### Your instructions
Could you format the lines below as a JSON list of strings, one string per line, with blank lines dropped and the pictures left out?

**** Materials provided

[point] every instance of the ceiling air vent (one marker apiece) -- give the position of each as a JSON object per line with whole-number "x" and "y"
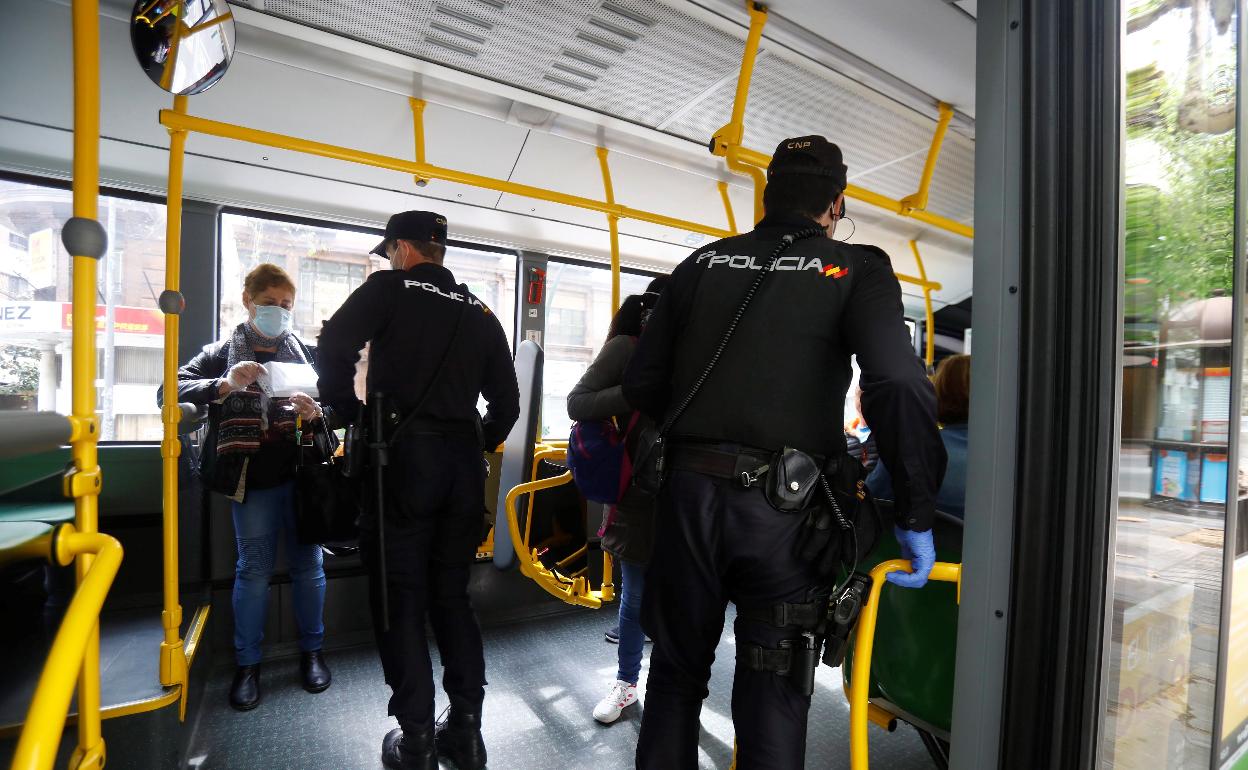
{"x": 451, "y": 46}
{"x": 572, "y": 70}
{"x": 584, "y": 59}
{"x": 457, "y": 33}
{"x": 602, "y": 43}
{"x": 565, "y": 82}
{"x": 619, "y": 10}
{"x": 614, "y": 29}
{"x": 466, "y": 18}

********

### Worked answer
[
  "[point] every instance of the ceiling air vent (one marker apiece) -- give the position of each as a JSON object per line with whole-number \"x\" and \"y\"",
  "{\"x\": 451, \"y\": 46}",
  "{\"x\": 572, \"y\": 70}",
  "{\"x\": 584, \"y\": 59}",
  "{\"x\": 457, \"y\": 33}",
  "{\"x\": 602, \"y\": 43}",
  "{\"x\": 565, \"y\": 82}",
  "{\"x\": 619, \"y\": 10}",
  "{\"x\": 614, \"y\": 29}",
  "{\"x\": 466, \"y\": 18}"
]